## GOAL OF THE EXERCISE
Please arrange every line of the entries below as a numbered list, dropping the blank lines.

Outline records
* BEGIN *
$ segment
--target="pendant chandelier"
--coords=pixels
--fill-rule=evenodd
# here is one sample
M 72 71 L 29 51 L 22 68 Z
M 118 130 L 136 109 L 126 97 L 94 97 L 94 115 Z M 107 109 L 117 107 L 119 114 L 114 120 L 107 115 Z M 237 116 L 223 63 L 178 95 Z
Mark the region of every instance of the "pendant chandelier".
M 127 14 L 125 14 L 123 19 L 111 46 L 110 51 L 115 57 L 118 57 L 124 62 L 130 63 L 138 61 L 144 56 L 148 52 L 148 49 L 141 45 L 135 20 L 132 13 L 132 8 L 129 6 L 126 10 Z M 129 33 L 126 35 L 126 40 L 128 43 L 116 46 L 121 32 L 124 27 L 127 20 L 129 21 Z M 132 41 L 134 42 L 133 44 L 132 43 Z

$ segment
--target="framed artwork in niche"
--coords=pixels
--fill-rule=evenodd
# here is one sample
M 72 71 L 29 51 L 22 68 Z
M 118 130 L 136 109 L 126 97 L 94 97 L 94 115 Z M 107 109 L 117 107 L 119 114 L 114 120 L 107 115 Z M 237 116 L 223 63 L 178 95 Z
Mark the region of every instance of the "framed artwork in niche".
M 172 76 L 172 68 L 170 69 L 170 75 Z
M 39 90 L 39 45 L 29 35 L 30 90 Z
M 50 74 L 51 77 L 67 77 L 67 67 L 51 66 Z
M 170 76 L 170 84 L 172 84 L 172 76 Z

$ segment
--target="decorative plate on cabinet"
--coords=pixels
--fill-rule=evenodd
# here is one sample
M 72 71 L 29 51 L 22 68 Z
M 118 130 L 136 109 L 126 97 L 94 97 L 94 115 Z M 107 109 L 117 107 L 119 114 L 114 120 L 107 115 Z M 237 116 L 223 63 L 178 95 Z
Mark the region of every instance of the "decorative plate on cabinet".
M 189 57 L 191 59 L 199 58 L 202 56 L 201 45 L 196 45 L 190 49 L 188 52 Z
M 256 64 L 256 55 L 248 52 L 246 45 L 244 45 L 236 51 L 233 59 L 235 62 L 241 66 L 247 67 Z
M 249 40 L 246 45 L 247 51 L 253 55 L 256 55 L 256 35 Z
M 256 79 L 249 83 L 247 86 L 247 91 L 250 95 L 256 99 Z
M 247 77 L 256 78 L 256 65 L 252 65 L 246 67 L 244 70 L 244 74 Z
* END *
## THE RESULT
1. $ segment
2. --target="pendant chandelier"
3. --coords=pixels
4. --fill-rule=evenodd
5. # here is one sample
6. M 72 71 L 29 51 L 22 68 Z
7. M 118 130 L 136 109 L 126 97 L 94 97 L 94 115 Z M 107 109 L 117 107 L 119 114 L 114 120 L 107 115 Z M 237 116 L 223 63 L 178 95 Z
8. Mark the region of every instance of the "pendant chandelier".
9. M 127 14 L 125 14 L 123 19 L 111 46 L 110 51 L 115 57 L 118 57 L 124 62 L 130 63 L 138 61 L 144 56 L 148 52 L 148 49 L 141 45 L 135 20 L 132 13 L 132 8 L 129 6 L 126 10 Z M 129 33 L 126 35 L 126 40 L 128 43 L 116 46 L 121 32 L 124 27 L 127 20 L 129 21 Z M 132 41 L 134 42 L 133 44 L 132 43 Z
10. $ segment
11. --target="framed artwork in niche"
12. --coords=pixels
13. --fill-rule=evenodd
14. # here is one sample
15. M 72 71 L 29 51 L 22 68 Z
16. M 118 130 L 136 109 L 126 97 L 94 97 L 94 115 Z M 107 109 L 117 107 L 119 114 L 114 120 L 107 115 Z M 237 116 L 223 63 L 178 95 Z
17. Mark the region of every instance of the "framed artwork in niche".
18. M 172 76 L 172 68 L 170 69 L 170 75 Z
19. M 39 90 L 39 45 L 29 35 L 30 90 Z
20. M 50 74 L 51 77 L 67 77 L 67 67 L 51 66 Z
21. M 170 76 L 170 84 L 172 84 L 172 76 Z
22. $ segment
23. --target="decorative plate on cabinet"
24. --coords=pixels
25. --fill-rule=evenodd
26. # here is one sample
27. M 72 71 L 29 51 L 22 68 Z
28. M 118 130 L 136 109 L 126 97 L 94 97 L 94 115 Z M 107 109 L 117 107 L 119 114 L 114 120 L 107 115 Z M 237 116 L 223 63 L 178 95 Z
29. Mark the region of every instance of the "decorative plate on cabinet".
30. M 189 57 L 191 59 L 199 58 L 202 56 L 201 45 L 196 45 L 190 49 L 188 52 Z
31. M 256 64 L 256 55 L 248 52 L 246 45 L 244 45 L 236 51 L 233 59 L 235 62 L 241 66 L 247 67 Z
32. M 249 40 L 246 45 L 247 51 L 253 55 L 256 55 L 256 35 Z
33. M 256 79 L 249 83 L 247 86 L 247 91 L 250 95 L 256 99 Z
34. M 247 77 L 256 78 L 256 65 L 252 65 L 246 67 L 244 70 L 244 74 Z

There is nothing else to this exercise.